Stated goal A -
From the loop-hoisting patch excerpt, list the parameter names in the declaration of find_coldest_out_loop.
Stated goal B -
Render this sentence from the loop-hoisting patch excerpt in Spanish: "Find coldest loop between OUTMOST_LOOP and LOOP by comparing profile count."
Stated goal C -
Write the next part of the loop-hoisting patch excerpt, picking up after its final line.

Selected excerpt -
+++

Yes, this is exactly what I want, sorry for not describe it clear before ;(

The updated patch[1] may reflect find_coldest_out_loop better:
It first check whether curr_bb is hotter than it's preheader, if false, return NULL
which means no need hoist at all; Then find a *coldest* preheader to hoist
within a loop nest from outmost_loop.


[1] https://gcc.gnu.org/pipermail/gcc-patches/2021-October/581961.html


+/* Find coldest loop between OUTMOST_LOOP and LOOP by comparing profile count.
+   It does two steps check:
+   1) Check whether CURR_BB is cold in it's own loop_father, if it is cold, just
+   return NULL which means it should not be moved out at all;
+   2)  CURR_BB is NOT cold, set LOOP to cold_loop, then iteratively search loops
+   from {L[outmost_loop], L[outmost_loop+1], ... L[loop]}, if L[i] is colder
+   than L[cold_loop], reset cold_loop to L[i] until get the loop that has
+   smallest profile_count.  */
+
+static class loop *
+find_coldest_out_loop (class loop *outmost_loop, class loop *loop,
+		       basic_block curr_bb)

+++

(Items from a labeling collection)

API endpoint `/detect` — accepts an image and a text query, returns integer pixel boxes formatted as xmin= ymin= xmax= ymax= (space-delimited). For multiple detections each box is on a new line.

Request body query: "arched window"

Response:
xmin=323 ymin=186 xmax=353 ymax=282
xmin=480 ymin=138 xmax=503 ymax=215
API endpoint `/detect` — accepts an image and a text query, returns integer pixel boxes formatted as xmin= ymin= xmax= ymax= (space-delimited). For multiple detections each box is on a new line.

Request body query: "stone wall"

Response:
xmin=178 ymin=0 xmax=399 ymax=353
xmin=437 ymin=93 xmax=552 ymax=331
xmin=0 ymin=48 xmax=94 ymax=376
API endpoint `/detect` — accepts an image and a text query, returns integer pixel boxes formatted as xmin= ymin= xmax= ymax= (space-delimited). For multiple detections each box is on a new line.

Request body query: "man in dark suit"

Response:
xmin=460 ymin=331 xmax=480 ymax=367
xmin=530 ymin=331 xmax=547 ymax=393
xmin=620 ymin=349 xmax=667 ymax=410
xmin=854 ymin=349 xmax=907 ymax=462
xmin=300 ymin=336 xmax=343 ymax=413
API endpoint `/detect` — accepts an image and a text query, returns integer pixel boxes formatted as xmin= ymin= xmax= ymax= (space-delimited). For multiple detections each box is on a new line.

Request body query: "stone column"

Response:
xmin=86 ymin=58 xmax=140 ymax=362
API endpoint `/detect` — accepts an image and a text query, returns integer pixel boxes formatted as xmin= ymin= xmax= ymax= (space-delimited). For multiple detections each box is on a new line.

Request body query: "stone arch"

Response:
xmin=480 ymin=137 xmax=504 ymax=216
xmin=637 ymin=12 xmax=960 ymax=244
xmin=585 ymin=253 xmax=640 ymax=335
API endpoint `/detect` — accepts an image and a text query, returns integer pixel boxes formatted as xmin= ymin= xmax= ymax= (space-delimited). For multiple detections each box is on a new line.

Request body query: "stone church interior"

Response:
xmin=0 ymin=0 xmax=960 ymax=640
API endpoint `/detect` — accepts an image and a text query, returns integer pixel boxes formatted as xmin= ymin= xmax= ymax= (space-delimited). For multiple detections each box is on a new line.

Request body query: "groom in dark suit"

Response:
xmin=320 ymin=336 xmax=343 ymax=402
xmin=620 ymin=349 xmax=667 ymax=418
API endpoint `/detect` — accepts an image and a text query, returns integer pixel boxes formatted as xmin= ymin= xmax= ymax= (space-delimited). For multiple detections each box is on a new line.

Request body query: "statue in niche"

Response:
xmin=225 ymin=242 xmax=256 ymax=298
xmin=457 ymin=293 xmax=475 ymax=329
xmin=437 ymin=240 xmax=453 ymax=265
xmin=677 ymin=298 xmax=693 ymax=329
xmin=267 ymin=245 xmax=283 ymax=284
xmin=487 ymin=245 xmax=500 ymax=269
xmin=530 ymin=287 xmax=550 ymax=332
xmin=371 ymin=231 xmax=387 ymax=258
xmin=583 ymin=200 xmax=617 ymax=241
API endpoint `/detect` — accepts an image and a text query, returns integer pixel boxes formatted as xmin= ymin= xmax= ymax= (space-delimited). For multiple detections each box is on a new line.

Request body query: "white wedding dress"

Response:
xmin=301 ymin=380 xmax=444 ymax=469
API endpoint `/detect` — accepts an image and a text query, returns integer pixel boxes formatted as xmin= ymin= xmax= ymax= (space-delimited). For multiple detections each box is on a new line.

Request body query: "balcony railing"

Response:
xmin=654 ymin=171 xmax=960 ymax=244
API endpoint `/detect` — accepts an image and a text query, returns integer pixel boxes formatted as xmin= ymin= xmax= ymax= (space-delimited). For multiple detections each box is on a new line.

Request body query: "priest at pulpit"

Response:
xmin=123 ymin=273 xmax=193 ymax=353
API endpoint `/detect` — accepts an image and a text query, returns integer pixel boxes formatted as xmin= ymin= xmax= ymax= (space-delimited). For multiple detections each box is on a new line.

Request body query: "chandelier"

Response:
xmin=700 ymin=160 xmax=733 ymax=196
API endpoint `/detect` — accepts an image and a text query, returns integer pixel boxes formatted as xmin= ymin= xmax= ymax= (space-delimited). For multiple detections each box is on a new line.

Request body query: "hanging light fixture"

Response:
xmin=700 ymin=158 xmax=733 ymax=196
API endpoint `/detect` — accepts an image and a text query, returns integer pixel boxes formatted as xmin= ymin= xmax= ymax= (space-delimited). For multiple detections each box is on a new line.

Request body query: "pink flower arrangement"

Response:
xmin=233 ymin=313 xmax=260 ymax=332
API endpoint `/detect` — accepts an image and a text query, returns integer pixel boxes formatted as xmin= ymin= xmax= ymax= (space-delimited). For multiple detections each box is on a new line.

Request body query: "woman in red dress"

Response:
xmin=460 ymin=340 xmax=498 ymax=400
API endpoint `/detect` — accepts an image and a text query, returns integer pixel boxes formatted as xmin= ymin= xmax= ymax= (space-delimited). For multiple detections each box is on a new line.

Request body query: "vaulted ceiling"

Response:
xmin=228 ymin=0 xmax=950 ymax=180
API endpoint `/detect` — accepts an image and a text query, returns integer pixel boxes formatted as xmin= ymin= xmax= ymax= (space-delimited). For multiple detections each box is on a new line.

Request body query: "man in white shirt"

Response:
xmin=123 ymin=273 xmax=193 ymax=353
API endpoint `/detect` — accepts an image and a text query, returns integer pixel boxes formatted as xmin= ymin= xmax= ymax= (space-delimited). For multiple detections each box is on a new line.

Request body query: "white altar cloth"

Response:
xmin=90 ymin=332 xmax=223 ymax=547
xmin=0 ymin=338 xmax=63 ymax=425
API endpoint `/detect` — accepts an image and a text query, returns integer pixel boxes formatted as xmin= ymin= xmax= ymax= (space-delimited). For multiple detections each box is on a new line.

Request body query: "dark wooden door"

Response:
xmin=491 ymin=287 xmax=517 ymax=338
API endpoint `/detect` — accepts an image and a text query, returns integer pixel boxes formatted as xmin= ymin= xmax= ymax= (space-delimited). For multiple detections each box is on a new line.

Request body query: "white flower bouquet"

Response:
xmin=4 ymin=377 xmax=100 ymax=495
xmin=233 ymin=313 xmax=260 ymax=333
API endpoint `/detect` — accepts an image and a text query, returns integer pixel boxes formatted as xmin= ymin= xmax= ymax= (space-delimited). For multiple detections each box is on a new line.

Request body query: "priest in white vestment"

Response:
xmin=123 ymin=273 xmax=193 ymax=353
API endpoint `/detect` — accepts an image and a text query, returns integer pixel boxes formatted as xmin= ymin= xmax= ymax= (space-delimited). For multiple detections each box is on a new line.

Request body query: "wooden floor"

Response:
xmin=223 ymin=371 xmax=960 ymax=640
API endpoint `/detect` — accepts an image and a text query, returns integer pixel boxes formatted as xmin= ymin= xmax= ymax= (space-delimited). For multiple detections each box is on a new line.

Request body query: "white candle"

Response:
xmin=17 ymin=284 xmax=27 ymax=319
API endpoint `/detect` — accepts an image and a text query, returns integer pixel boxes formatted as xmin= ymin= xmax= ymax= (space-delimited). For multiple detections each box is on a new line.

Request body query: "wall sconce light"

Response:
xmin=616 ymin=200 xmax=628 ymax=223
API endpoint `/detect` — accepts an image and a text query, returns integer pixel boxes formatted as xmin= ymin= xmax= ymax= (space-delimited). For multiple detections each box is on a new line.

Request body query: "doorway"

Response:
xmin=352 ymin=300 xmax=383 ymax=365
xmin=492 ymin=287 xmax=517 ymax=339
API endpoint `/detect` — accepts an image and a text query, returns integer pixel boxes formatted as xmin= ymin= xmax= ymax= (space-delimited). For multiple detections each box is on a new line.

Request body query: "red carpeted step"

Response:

+++

Response A -
outmost_loop, loop, curr_bb

Response B -
Buscar el bucle más frío entre OUTMOST_LOOP y LOOP comparando el recuento de perfil.

Response C -
+{
+  class loop *cold_loop;
+
+  /* If bb_colder_than_loop_preheader returns false due to three-state
+    comparision, OUTMOST_LOOP is returned finally to preserve the behavior.
+    Otherwise, return the coldest loop between OUTMOST_LOOP and LOOP.  */
+  if (curr_bb
+      && bb_colder_than_loop_preheader (curr_bb,
+					loop_preheader_edge (loop)->src))
+    return NULL;
+
+  cold_loop = loop;
+  while (outmost_loop != loop)
+    {
+      if (bb_colder_than_loop_preheader (loop_preheader_edge (outmost_loop)->src,
+					 loop_preheader_edge (cold_loop)->src))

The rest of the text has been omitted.